- _Work to be completed_
Which lines of the records contain the string "path", with case counting? Extract each of those lines in full.

START Data extract

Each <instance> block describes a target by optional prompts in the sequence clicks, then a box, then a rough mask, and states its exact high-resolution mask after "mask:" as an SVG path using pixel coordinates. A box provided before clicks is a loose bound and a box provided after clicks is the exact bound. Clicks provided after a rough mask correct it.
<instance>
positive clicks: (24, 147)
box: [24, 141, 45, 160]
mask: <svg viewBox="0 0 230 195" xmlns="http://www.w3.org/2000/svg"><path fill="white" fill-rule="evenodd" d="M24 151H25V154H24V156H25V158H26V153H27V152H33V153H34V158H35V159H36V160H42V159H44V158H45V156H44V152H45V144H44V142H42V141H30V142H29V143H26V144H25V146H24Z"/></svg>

END Data extract

- _Output for this exercise_
Each <instance> block describes a target by optional prompts in the sequence clicks, then a box, then a rough mask, and states its exact high-resolution mask after "mask:" as an SVG path using pixel coordinates. A box provided before clicks is a loose bound and a box provided after clicks is the exact bound. Clicks provided after a rough mask correct it.
mask: <svg viewBox="0 0 230 195" xmlns="http://www.w3.org/2000/svg"><path fill="white" fill-rule="evenodd" d="M24 151H25V154H24V156H25V158H26V153H27V152H33V153H34V158H35V159H36V160H42V159H44V158H45V156H44V152H45V144H44V142H42V141H30V142H29V143H26V144H25V146H24Z"/></svg>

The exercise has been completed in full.